▶ Activity: If a line of the material contains "panel", copy it.

▶ Records for this exercise:

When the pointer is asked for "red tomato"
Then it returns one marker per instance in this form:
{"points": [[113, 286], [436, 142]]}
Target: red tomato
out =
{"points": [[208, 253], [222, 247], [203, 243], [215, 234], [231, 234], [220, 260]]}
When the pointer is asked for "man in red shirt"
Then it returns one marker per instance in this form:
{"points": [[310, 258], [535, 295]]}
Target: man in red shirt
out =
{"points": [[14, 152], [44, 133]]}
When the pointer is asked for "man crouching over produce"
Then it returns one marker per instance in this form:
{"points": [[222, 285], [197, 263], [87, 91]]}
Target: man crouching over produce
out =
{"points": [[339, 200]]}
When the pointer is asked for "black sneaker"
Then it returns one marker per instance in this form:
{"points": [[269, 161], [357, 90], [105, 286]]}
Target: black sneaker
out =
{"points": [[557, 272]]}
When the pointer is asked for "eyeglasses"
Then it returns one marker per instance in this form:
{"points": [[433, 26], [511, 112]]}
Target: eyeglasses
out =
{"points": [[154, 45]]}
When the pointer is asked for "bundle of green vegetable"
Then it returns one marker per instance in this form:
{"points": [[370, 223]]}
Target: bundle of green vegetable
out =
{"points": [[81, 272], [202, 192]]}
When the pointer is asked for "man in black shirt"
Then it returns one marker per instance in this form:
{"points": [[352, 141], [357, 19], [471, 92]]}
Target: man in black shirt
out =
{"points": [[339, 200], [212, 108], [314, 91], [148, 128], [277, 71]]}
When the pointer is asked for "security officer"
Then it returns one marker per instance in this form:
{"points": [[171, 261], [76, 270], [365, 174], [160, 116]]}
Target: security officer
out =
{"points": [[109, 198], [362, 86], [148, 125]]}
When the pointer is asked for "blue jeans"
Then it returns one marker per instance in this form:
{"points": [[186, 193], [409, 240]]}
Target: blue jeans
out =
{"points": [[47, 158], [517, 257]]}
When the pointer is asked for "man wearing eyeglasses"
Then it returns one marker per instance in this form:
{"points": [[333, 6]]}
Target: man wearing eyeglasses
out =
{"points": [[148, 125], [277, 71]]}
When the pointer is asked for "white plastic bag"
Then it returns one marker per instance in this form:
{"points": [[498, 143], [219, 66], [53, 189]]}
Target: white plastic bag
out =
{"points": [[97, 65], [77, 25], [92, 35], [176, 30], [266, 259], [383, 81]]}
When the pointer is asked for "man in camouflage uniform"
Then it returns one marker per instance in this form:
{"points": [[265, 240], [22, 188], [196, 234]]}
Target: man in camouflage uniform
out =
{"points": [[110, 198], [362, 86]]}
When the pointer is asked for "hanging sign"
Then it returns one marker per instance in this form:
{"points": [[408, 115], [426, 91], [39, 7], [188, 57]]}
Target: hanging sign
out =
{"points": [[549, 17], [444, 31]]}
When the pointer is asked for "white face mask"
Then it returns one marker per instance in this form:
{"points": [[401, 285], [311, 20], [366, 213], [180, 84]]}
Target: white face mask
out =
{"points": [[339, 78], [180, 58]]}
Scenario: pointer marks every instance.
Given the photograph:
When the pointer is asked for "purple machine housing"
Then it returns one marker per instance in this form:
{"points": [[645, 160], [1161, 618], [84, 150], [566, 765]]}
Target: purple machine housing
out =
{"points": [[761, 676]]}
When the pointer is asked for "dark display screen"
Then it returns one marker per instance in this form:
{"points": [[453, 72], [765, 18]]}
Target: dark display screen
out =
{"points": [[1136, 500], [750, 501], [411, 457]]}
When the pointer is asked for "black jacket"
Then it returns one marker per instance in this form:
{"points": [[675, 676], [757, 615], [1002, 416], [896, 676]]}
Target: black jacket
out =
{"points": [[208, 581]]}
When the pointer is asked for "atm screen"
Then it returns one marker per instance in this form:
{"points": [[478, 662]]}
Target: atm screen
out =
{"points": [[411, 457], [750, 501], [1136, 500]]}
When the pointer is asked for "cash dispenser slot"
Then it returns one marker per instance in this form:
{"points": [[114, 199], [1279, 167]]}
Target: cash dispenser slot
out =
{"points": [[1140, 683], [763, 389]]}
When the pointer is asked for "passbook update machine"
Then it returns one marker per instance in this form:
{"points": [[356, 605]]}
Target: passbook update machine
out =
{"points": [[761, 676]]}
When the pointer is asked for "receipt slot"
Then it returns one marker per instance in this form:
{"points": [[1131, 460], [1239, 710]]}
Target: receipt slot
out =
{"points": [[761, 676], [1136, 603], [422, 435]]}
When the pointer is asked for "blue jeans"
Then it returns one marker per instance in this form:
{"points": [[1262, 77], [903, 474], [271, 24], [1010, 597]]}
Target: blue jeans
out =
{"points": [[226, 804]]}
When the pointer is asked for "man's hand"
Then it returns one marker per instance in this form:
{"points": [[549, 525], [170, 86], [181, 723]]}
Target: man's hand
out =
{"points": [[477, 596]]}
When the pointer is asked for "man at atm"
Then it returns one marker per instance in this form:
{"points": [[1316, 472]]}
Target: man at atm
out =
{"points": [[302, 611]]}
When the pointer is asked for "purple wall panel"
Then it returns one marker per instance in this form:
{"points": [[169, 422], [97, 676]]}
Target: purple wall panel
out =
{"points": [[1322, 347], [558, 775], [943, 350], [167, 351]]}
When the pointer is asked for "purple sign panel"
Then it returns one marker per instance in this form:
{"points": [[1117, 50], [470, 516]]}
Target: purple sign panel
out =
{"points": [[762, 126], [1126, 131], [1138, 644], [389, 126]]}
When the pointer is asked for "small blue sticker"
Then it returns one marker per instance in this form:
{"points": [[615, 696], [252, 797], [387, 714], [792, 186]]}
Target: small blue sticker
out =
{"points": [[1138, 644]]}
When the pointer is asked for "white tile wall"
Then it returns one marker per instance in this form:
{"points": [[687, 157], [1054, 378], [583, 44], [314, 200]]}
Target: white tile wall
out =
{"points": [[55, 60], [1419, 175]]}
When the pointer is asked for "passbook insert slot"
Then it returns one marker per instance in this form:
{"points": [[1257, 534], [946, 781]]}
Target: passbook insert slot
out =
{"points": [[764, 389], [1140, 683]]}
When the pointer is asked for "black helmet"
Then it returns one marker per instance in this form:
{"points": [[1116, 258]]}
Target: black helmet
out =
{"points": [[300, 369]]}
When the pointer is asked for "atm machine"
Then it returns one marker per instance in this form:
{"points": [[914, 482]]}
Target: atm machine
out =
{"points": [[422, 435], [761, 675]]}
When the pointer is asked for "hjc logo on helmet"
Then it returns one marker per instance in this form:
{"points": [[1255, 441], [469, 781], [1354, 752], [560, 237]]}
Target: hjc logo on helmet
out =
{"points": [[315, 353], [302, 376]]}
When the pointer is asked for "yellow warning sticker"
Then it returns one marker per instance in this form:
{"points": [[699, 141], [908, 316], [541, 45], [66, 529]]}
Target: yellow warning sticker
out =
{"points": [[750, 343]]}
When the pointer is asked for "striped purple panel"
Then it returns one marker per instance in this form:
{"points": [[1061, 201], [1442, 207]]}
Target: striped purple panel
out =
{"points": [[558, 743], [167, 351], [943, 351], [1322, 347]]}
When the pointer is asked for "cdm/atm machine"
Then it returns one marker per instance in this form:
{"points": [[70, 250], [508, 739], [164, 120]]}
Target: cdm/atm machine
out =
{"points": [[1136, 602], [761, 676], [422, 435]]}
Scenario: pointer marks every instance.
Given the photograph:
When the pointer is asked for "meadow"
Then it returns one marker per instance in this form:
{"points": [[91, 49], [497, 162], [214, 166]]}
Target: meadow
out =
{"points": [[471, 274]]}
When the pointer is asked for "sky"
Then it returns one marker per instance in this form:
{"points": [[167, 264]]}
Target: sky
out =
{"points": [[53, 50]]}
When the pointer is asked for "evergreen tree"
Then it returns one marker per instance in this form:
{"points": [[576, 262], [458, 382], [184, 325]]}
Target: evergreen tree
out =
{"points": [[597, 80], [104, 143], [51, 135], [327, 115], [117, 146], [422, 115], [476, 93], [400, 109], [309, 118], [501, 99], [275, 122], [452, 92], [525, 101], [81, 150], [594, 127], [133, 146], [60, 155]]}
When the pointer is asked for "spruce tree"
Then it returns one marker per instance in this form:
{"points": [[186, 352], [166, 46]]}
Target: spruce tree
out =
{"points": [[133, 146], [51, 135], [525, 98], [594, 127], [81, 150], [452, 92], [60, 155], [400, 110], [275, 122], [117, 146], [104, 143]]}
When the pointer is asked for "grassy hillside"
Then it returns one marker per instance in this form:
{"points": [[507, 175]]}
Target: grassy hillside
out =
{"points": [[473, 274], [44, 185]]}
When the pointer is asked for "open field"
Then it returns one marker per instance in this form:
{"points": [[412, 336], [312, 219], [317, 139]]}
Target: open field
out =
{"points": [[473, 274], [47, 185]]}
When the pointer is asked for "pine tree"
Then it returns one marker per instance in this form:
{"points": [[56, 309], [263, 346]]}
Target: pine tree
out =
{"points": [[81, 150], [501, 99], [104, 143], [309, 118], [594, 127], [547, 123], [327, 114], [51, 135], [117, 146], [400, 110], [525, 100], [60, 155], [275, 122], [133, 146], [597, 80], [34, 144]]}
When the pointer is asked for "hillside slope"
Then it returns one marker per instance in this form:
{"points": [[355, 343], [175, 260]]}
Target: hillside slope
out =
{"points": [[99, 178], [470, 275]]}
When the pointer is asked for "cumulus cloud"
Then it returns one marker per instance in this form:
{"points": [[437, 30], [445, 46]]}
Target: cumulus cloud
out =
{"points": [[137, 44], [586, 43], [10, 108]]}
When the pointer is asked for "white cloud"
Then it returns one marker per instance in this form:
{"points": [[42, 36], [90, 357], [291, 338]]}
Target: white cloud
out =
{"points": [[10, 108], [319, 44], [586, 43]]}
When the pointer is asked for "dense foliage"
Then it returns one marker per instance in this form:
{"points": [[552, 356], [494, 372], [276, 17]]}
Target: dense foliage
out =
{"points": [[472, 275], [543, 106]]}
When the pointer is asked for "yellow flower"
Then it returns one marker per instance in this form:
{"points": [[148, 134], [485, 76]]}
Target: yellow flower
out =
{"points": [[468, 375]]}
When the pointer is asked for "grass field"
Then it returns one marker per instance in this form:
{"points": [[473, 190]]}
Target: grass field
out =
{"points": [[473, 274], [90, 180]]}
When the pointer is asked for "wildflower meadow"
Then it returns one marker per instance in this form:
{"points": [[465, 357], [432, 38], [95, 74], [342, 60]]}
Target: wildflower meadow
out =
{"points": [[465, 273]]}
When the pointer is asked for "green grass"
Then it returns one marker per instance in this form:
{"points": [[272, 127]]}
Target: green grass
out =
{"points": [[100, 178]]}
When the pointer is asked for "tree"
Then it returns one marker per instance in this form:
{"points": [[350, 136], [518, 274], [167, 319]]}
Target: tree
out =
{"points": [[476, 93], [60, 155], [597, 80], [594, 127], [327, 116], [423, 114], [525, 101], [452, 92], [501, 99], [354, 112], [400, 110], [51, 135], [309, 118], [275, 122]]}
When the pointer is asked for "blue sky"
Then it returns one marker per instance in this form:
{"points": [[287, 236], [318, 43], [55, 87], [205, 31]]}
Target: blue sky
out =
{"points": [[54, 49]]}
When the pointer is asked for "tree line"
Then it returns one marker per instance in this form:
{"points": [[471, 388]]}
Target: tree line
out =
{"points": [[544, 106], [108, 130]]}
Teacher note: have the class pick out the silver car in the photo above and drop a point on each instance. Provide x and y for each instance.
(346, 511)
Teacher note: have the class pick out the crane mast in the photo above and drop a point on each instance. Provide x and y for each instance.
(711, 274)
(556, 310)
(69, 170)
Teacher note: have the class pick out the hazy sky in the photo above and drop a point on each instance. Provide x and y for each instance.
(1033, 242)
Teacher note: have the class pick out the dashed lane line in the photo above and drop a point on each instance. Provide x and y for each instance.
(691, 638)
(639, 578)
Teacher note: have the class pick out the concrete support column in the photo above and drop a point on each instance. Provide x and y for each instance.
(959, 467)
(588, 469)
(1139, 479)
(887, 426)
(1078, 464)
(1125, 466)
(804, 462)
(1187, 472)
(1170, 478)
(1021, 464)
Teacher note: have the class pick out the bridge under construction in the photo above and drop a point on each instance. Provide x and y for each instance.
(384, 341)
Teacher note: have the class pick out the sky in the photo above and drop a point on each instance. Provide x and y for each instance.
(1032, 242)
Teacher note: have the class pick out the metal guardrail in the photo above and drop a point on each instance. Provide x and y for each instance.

▶ Result of this exercise:
When the pointer is asked for "purple wall panel"
Target: purple wall panel
When the pointer is asked for "purple sign panel"
Target: purple sign panel
When the pointer is asked for "striped purple panel"
Target: striped purple panel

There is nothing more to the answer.